▶ WORK REQUIRED: Reproduce every line of the records below, requests included, but shift each coordinate in the answers by -134. Leave the requests and their format samples unchanged.

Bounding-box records
[start]

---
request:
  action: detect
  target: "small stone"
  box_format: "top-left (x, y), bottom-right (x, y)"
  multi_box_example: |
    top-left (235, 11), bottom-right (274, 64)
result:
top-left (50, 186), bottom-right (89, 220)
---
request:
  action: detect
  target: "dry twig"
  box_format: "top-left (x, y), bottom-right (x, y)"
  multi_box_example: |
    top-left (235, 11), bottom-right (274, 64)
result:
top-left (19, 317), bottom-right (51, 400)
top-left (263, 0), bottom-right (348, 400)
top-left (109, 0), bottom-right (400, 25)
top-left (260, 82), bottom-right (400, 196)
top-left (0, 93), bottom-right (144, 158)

[end]

▶ ANSWER FOR THIS EXERCISE:
---
request:
  action: detect
  target: "small stone"
  box_format: "top-left (x, y), bottom-right (x, y)"
  multi_box_example: |
    top-left (235, 11), bottom-right (274, 64)
result:
top-left (-84, 52), bottom-right (-45, 86)
---
request:
  action: detect
  target: "dry twig"
  box_format: "top-left (x, y), bottom-right (x, y)"
  multi_box_example: |
    top-left (235, 11), bottom-right (274, 64)
result:
top-left (-115, 183), bottom-right (-83, 266)
top-left (129, -134), bottom-right (214, 266)
top-left (-25, -134), bottom-right (266, -109)
top-left (126, -52), bottom-right (266, 62)
top-left (-134, -41), bottom-right (10, 24)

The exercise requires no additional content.